> Task brief: Render the data from the beginning through the line containing "0;2;299;299" as a two-column CSV with the headers "prompt" and "target". Give one row for each piece of text and the box that answers it, with each value in one quoted field, line breaks replaced by spaces, and the pictures omitted.

-- Begin Supplied entries --

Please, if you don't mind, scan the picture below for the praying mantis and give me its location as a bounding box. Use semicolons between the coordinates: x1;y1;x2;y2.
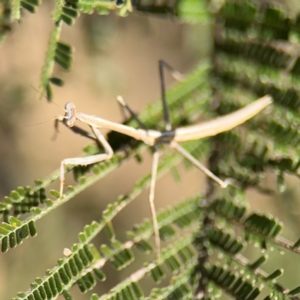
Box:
55;60;272;257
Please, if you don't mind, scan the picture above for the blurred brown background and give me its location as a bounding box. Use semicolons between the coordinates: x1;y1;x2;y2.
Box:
0;2;299;299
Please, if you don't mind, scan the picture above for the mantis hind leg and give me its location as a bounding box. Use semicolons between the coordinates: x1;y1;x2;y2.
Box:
158;60;184;131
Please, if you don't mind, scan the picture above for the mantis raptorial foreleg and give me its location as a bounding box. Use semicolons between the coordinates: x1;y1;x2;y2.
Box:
56;61;272;257
59;122;114;198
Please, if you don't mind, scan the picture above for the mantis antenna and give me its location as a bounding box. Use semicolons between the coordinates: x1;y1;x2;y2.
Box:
55;61;272;258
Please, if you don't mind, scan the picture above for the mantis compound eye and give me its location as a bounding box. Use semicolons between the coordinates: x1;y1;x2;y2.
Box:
64;102;76;127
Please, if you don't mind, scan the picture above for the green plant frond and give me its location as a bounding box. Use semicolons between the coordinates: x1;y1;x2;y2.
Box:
14;198;199;300
208;229;245;255
206;264;261;300
10;0;21;22
208;253;298;299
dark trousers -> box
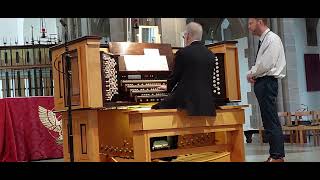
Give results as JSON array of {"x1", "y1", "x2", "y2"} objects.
[
  {"x1": 254, "y1": 76, "x2": 285, "y2": 159},
  {"x1": 150, "y1": 95, "x2": 178, "y2": 149}
]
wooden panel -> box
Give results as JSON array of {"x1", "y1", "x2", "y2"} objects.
[
  {"x1": 151, "y1": 145, "x2": 228, "y2": 158},
  {"x1": 86, "y1": 42, "x2": 103, "y2": 108},
  {"x1": 133, "y1": 133, "x2": 151, "y2": 162},
  {"x1": 224, "y1": 47, "x2": 241, "y2": 101},
  {"x1": 208, "y1": 41, "x2": 241, "y2": 101},
  {"x1": 98, "y1": 110, "x2": 132, "y2": 148},
  {"x1": 129, "y1": 109, "x2": 244, "y2": 130},
  {"x1": 80, "y1": 124, "x2": 87, "y2": 154},
  {"x1": 50, "y1": 37, "x2": 103, "y2": 110}
]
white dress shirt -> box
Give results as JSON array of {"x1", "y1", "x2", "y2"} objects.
[{"x1": 247, "y1": 28, "x2": 286, "y2": 78}]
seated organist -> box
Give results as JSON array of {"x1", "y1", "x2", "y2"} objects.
[{"x1": 151, "y1": 22, "x2": 216, "y2": 159}]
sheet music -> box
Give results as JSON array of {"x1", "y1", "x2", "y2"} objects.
[{"x1": 143, "y1": 48, "x2": 160, "y2": 56}]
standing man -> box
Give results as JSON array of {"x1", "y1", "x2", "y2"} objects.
[{"x1": 247, "y1": 18, "x2": 286, "y2": 162}]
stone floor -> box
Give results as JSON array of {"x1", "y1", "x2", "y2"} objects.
[{"x1": 36, "y1": 135, "x2": 320, "y2": 162}]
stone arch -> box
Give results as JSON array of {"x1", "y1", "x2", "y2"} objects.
[{"x1": 187, "y1": 18, "x2": 248, "y2": 41}]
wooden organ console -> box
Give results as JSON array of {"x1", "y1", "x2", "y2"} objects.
[{"x1": 50, "y1": 36, "x2": 244, "y2": 162}]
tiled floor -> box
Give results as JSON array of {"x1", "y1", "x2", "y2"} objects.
[
  {"x1": 245, "y1": 134, "x2": 320, "y2": 162},
  {"x1": 37, "y1": 136, "x2": 320, "y2": 162}
]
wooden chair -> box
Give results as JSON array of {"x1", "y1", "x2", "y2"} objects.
[
  {"x1": 278, "y1": 112, "x2": 299, "y2": 144},
  {"x1": 294, "y1": 111, "x2": 320, "y2": 145},
  {"x1": 259, "y1": 112, "x2": 299, "y2": 143}
]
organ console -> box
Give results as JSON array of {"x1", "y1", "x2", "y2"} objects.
[{"x1": 50, "y1": 36, "x2": 244, "y2": 161}]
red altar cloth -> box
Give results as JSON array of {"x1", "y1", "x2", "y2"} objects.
[{"x1": 0, "y1": 96, "x2": 63, "y2": 162}]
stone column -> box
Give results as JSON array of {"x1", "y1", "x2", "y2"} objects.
[{"x1": 161, "y1": 18, "x2": 186, "y2": 47}]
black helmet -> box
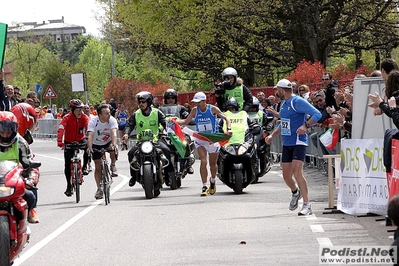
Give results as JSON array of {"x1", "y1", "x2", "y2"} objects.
[
  {"x1": 163, "y1": 89, "x2": 177, "y2": 104},
  {"x1": 69, "y1": 99, "x2": 84, "y2": 110},
  {"x1": 136, "y1": 91, "x2": 154, "y2": 106},
  {"x1": 251, "y1": 96, "x2": 259, "y2": 112},
  {"x1": 226, "y1": 97, "x2": 240, "y2": 111}
]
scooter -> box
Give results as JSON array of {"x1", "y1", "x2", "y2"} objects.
[
  {"x1": 0, "y1": 160, "x2": 41, "y2": 266},
  {"x1": 218, "y1": 126, "x2": 260, "y2": 194},
  {"x1": 130, "y1": 130, "x2": 169, "y2": 199}
]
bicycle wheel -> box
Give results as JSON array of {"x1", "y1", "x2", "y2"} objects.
[
  {"x1": 73, "y1": 163, "x2": 80, "y2": 203},
  {"x1": 101, "y1": 163, "x2": 111, "y2": 205}
]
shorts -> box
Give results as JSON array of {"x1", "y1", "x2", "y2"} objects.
[
  {"x1": 281, "y1": 145, "x2": 308, "y2": 163},
  {"x1": 91, "y1": 141, "x2": 111, "y2": 160},
  {"x1": 194, "y1": 140, "x2": 220, "y2": 153}
]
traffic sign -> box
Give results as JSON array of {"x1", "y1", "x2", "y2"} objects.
[{"x1": 43, "y1": 85, "x2": 57, "y2": 99}]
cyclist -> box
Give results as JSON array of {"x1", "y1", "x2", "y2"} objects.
[
  {"x1": 57, "y1": 99, "x2": 89, "y2": 197},
  {"x1": 123, "y1": 91, "x2": 175, "y2": 187},
  {"x1": 87, "y1": 104, "x2": 118, "y2": 199},
  {"x1": 0, "y1": 111, "x2": 39, "y2": 223}
]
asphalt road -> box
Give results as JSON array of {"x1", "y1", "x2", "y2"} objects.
[{"x1": 14, "y1": 139, "x2": 393, "y2": 266}]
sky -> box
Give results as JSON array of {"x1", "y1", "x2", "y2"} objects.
[{"x1": 0, "y1": 0, "x2": 103, "y2": 37}]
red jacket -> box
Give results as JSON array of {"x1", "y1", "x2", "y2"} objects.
[{"x1": 57, "y1": 112, "x2": 89, "y2": 143}]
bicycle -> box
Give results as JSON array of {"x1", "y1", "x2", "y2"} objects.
[
  {"x1": 93, "y1": 147, "x2": 117, "y2": 205},
  {"x1": 65, "y1": 142, "x2": 86, "y2": 203}
]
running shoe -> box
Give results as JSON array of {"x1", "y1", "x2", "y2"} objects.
[
  {"x1": 289, "y1": 188, "x2": 302, "y2": 211},
  {"x1": 94, "y1": 188, "x2": 104, "y2": 199},
  {"x1": 209, "y1": 182, "x2": 216, "y2": 195},
  {"x1": 298, "y1": 202, "x2": 313, "y2": 216},
  {"x1": 201, "y1": 186, "x2": 209, "y2": 197}
]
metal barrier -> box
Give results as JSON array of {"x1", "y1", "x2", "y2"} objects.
[{"x1": 32, "y1": 119, "x2": 61, "y2": 138}]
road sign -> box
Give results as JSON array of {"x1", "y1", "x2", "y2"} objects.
[{"x1": 43, "y1": 85, "x2": 57, "y2": 99}]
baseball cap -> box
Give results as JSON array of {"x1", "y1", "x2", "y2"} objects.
[
  {"x1": 191, "y1": 92, "x2": 206, "y2": 103},
  {"x1": 276, "y1": 79, "x2": 292, "y2": 89}
]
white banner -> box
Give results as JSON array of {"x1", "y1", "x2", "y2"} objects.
[{"x1": 337, "y1": 139, "x2": 388, "y2": 215}]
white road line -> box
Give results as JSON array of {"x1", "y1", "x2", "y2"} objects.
[
  {"x1": 310, "y1": 224, "x2": 324, "y2": 233},
  {"x1": 13, "y1": 174, "x2": 129, "y2": 266}
]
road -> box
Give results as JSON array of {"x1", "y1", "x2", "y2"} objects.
[{"x1": 14, "y1": 139, "x2": 393, "y2": 266}]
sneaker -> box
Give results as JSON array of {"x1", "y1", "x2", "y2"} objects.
[
  {"x1": 64, "y1": 188, "x2": 73, "y2": 197},
  {"x1": 209, "y1": 182, "x2": 216, "y2": 195},
  {"x1": 201, "y1": 186, "x2": 209, "y2": 197},
  {"x1": 94, "y1": 188, "x2": 103, "y2": 199},
  {"x1": 129, "y1": 176, "x2": 136, "y2": 187},
  {"x1": 82, "y1": 168, "x2": 89, "y2": 175},
  {"x1": 111, "y1": 164, "x2": 118, "y2": 177},
  {"x1": 298, "y1": 203, "x2": 313, "y2": 216},
  {"x1": 289, "y1": 188, "x2": 302, "y2": 211},
  {"x1": 28, "y1": 209, "x2": 39, "y2": 224}
]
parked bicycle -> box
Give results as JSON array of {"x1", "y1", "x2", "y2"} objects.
[
  {"x1": 65, "y1": 142, "x2": 86, "y2": 203},
  {"x1": 93, "y1": 147, "x2": 118, "y2": 205}
]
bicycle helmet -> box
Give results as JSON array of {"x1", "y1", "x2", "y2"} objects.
[
  {"x1": 136, "y1": 91, "x2": 154, "y2": 106},
  {"x1": 11, "y1": 103, "x2": 37, "y2": 136},
  {"x1": 251, "y1": 96, "x2": 259, "y2": 112},
  {"x1": 163, "y1": 89, "x2": 177, "y2": 104},
  {"x1": 69, "y1": 99, "x2": 84, "y2": 111},
  {"x1": 0, "y1": 111, "x2": 18, "y2": 147},
  {"x1": 226, "y1": 97, "x2": 240, "y2": 111}
]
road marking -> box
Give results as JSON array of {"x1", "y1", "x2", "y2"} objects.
[
  {"x1": 13, "y1": 174, "x2": 130, "y2": 266},
  {"x1": 310, "y1": 224, "x2": 324, "y2": 233}
]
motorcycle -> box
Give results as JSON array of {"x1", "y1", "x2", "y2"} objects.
[
  {"x1": 0, "y1": 160, "x2": 41, "y2": 265},
  {"x1": 218, "y1": 126, "x2": 261, "y2": 194},
  {"x1": 160, "y1": 130, "x2": 195, "y2": 190},
  {"x1": 130, "y1": 130, "x2": 169, "y2": 199}
]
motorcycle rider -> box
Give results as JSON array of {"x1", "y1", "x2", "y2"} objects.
[
  {"x1": 123, "y1": 91, "x2": 175, "y2": 187},
  {"x1": 159, "y1": 88, "x2": 194, "y2": 174},
  {"x1": 0, "y1": 111, "x2": 39, "y2": 223},
  {"x1": 57, "y1": 99, "x2": 90, "y2": 197},
  {"x1": 214, "y1": 67, "x2": 252, "y2": 112}
]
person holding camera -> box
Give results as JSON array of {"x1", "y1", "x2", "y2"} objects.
[{"x1": 214, "y1": 67, "x2": 252, "y2": 112}]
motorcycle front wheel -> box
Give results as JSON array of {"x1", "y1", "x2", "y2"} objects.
[
  {"x1": 0, "y1": 216, "x2": 11, "y2": 265},
  {"x1": 234, "y1": 170, "x2": 242, "y2": 194},
  {"x1": 143, "y1": 164, "x2": 154, "y2": 199}
]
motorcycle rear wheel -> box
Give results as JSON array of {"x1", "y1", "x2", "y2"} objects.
[
  {"x1": 234, "y1": 170, "x2": 243, "y2": 194},
  {"x1": 0, "y1": 216, "x2": 11, "y2": 265},
  {"x1": 143, "y1": 164, "x2": 154, "y2": 199}
]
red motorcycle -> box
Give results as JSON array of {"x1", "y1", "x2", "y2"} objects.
[{"x1": 0, "y1": 160, "x2": 41, "y2": 266}]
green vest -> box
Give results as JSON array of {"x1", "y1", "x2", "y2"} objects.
[
  {"x1": 248, "y1": 110, "x2": 263, "y2": 126},
  {"x1": 224, "y1": 111, "x2": 248, "y2": 145},
  {"x1": 0, "y1": 140, "x2": 19, "y2": 162},
  {"x1": 224, "y1": 85, "x2": 244, "y2": 110},
  {"x1": 136, "y1": 107, "x2": 159, "y2": 141}
]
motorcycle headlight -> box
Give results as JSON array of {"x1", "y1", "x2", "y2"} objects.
[
  {"x1": 0, "y1": 185, "x2": 15, "y2": 198},
  {"x1": 140, "y1": 141, "x2": 154, "y2": 154}
]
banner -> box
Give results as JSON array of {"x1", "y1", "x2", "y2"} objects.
[
  {"x1": 0, "y1": 23, "x2": 7, "y2": 68},
  {"x1": 337, "y1": 139, "x2": 389, "y2": 215},
  {"x1": 387, "y1": 139, "x2": 399, "y2": 199}
]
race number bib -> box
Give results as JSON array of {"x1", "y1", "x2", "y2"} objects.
[{"x1": 281, "y1": 118, "x2": 291, "y2": 136}]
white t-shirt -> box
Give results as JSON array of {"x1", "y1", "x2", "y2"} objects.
[{"x1": 87, "y1": 116, "x2": 118, "y2": 145}]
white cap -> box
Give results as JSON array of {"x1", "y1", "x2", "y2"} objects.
[
  {"x1": 191, "y1": 92, "x2": 206, "y2": 103},
  {"x1": 276, "y1": 79, "x2": 292, "y2": 89}
]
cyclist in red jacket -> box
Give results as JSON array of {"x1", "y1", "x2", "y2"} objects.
[{"x1": 57, "y1": 99, "x2": 90, "y2": 197}]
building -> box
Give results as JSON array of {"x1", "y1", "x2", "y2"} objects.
[{"x1": 7, "y1": 16, "x2": 86, "y2": 42}]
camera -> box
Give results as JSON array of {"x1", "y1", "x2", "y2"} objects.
[{"x1": 215, "y1": 80, "x2": 230, "y2": 95}]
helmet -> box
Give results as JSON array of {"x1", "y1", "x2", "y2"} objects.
[
  {"x1": 69, "y1": 99, "x2": 84, "y2": 110},
  {"x1": 11, "y1": 103, "x2": 37, "y2": 136},
  {"x1": 251, "y1": 96, "x2": 259, "y2": 111},
  {"x1": 136, "y1": 91, "x2": 154, "y2": 106},
  {"x1": 163, "y1": 89, "x2": 177, "y2": 104},
  {"x1": 0, "y1": 111, "x2": 18, "y2": 147},
  {"x1": 226, "y1": 97, "x2": 240, "y2": 111}
]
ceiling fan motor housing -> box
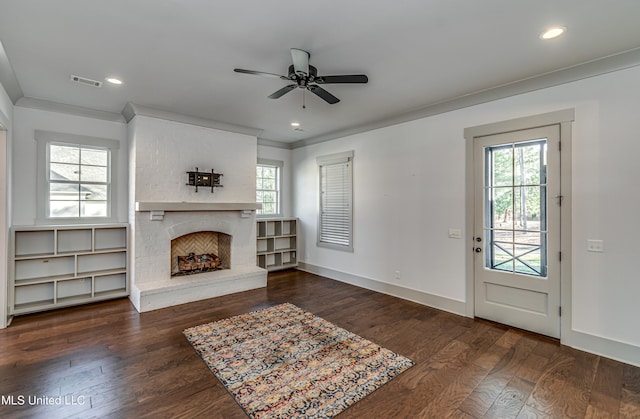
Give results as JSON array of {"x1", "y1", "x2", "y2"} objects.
[{"x1": 289, "y1": 65, "x2": 318, "y2": 88}]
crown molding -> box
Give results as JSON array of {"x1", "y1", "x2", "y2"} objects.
[
  {"x1": 15, "y1": 97, "x2": 126, "y2": 123},
  {"x1": 122, "y1": 102, "x2": 262, "y2": 137},
  {"x1": 258, "y1": 138, "x2": 292, "y2": 150},
  {"x1": 291, "y1": 48, "x2": 640, "y2": 149}
]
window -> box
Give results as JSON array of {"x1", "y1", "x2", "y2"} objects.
[
  {"x1": 36, "y1": 131, "x2": 119, "y2": 223},
  {"x1": 256, "y1": 159, "x2": 284, "y2": 216},
  {"x1": 317, "y1": 151, "x2": 353, "y2": 251},
  {"x1": 47, "y1": 143, "x2": 110, "y2": 218}
]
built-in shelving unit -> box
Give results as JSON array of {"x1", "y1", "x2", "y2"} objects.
[
  {"x1": 256, "y1": 218, "x2": 298, "y2": 271},
  {"x1": 9, "y1": 224, "x2": 129, "y2": 315}
]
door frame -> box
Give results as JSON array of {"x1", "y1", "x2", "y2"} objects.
[{"x1": 464, "y1": 109, "x2": 575, "y2": 346}]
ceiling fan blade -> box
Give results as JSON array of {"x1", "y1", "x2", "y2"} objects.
[
  {"x1": 269, "y1": 84, "x2": 298, "y2": 99},
  {"x1": 233, "y1": 68, "x2": 289, "y2": 80},
  {"x1": 307, "y1": 84, "x2": 340, "y2": 105},
  {"x1": 314, "y1": 74, "x2": 369, "y2": 84},
  {"x1": 291, "y1": 48, "x2": 311, "y2": 76}
]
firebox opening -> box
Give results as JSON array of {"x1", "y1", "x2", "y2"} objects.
[{"x1": 171, "y1": 231, "x2": 231, "y2": 277}]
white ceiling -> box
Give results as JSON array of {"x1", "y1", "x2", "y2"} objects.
[{"x1": 0, "y1": 0, "x2": 640, "y2": 146}]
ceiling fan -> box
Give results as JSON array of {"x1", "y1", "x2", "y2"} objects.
[{"x1": 233, "y1": 48, "x2": 369, "y2": 104}]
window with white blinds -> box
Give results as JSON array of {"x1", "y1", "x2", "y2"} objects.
[{"x1": 317, "y1": 151, "x2": 353, "y2": 251}]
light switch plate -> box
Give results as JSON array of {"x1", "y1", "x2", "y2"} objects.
[
  {"x1": 449, "y1": 228, "x2": 462, "y2": 239},
  {"x1": 587, "y1": 240, "x2": 604, "y2": 252}
]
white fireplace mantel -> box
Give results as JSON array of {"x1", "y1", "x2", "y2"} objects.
[{"x1": 136, "y1": 201, "x2": 262, "y2": 221}]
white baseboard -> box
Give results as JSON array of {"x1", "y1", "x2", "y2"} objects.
[
  {"x1": 562, "y1": 330, "x2": 640, "y2": 367},
  {"x1": 298, "y1": 262, "x2": 466, "y2": 316}
]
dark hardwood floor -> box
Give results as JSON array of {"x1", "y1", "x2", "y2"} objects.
[{"x1": 0, "y1": 271, "x2": 640, "y2": 419}]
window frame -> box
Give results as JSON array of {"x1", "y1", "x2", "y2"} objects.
[
  {"x1": 35, "y1": 130, "x2": 120, "y2": 224},
  {"x1": 316, "y1": 150, "x2": 354, "y2": 252},
  {"x1": 256, "y1": 158, "x2": 284, "y2": 218}
]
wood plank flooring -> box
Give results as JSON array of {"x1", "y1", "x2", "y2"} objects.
[{"x1": 0, "y1": 271, "x2": 640, "y2": 419}]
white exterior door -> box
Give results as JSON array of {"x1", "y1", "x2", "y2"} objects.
[{"x1": 473, "y1": 125, "x2": 562, "y2": 338}]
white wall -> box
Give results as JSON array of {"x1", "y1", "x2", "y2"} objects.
[
  {"x1": 258, "y1": 145, "x2": 293, "y2": 217},
  {"x1": 12, "y1": 106, "x2": 128, "y2": 225},
  {"x1": 293, "y1": 67, "x2": 640, "y2": 360},
  {"x1": 0, "y1": 80, "x2": 13, "y2": 329},
  {"x1": 129, "y1": 115, "x2": 266, "y2": 311}
]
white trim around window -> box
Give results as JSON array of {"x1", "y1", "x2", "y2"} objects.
[
  {"x1": 316, "y1": 151, "x2": 353, "y2": 252},
  {"x1": 256, "y1": 158, "x2": 284, "y2": 217},
  {"x1": 35, "y1": 130, "x2": 120, "y2": 224}
]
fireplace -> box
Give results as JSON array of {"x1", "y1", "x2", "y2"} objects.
[
  {"x1": 171, "y1": 231, "x2": 231, "y2": 277},
  {"x1": 130, "y1": 202, "x2": 267, "y2": 312}
]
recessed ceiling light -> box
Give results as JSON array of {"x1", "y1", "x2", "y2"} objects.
[{"x1": 540, "y1": 26, "x2": 567, "y2": 39}]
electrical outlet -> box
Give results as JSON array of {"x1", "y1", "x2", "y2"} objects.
[{"x1": 587, "y1": 240, "x2": 604, "y2": 252}]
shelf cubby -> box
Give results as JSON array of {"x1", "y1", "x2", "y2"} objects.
[
  {"x1": 256, "y1": 218, "x2": 298, "y2": 271},
  {"x1": 9, "y1": 224, "x2": 129, "y2": 315}
]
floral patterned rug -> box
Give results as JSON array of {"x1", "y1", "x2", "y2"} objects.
[{"x1": 183, "y1": 303, "x2": 413, "y2": 418}]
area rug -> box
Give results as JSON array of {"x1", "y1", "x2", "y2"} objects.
[{"x1": 183, "y1": 304, "x2": 413, "y2": 418}]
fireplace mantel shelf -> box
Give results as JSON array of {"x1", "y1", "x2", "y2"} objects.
[
  {"x1": 136, "y1": 202, "x2": 262, "y2": 221},
  {"x1": 136, "y1": 202, "x2": 262, "y2": 212}
]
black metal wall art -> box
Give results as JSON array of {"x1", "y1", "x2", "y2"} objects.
[{"x1": 187, "y1": 167, "x2": 223, "y2": 193}]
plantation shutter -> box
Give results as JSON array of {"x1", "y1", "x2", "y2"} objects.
[{"x1": 318, "y1": 152, "x2": 353, "y2": 250}]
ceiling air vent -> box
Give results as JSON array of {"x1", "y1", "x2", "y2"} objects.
[{"x1": 71, "y1": 74, "x2": 102, "y2": 87}]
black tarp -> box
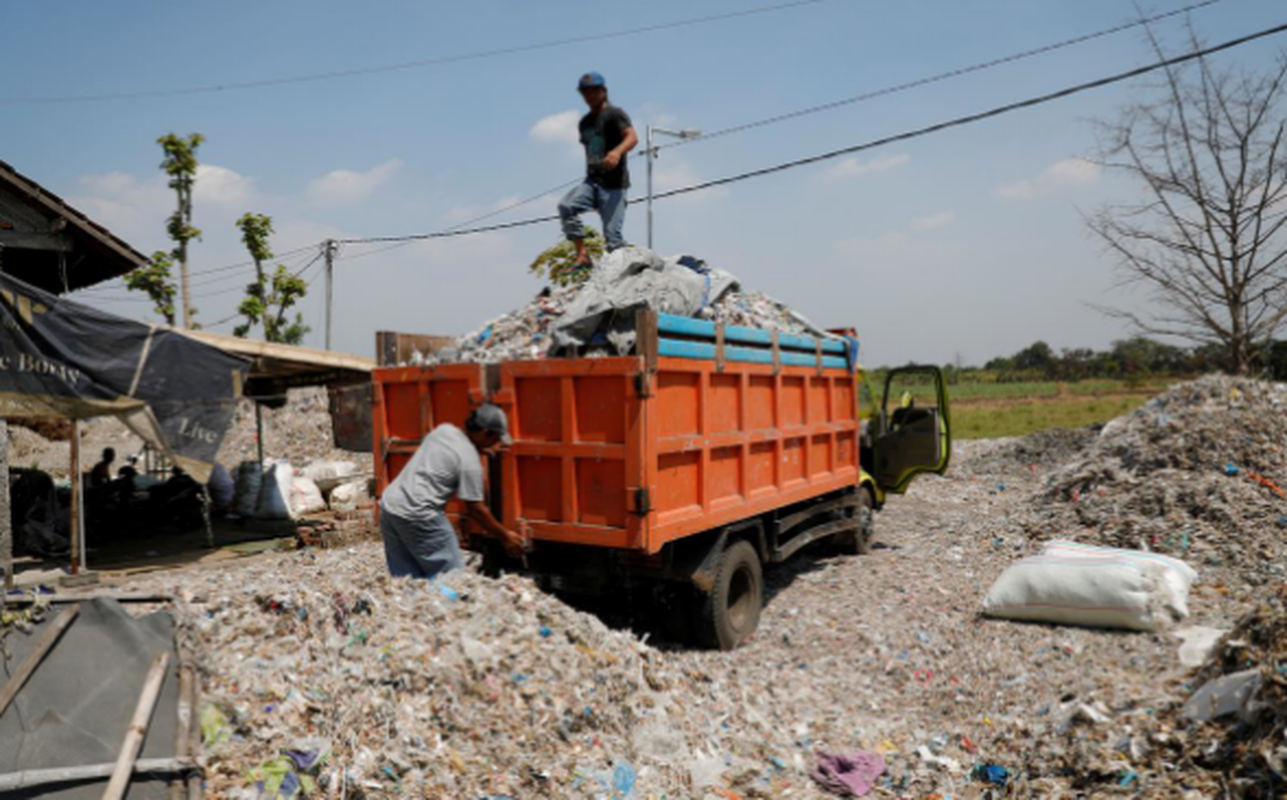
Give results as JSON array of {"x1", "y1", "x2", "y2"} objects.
[
  {"x1": 0, "y1": 274, "x2": 250, "y2": 482},
  {"x1": 0, "y1": 598, "x2": 179, "y2": 800}
]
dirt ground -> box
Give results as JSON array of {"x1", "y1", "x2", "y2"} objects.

-- End Supplied entries --

> In response:
prompt,target
"Please, if you don't mind, scan the picture below for the praying mantis and give me its location as a bounding box. Use semicolons between the coordinates: x1;y1;x2;y2. Box:","55;60;272;257"
"Please, if you don't mind, scan the picture above for the blurred brown background and give me its location as a bounding box. Use semicolons between the coordinates: x1;y1;x2;y2. Box:","0;2;299;299"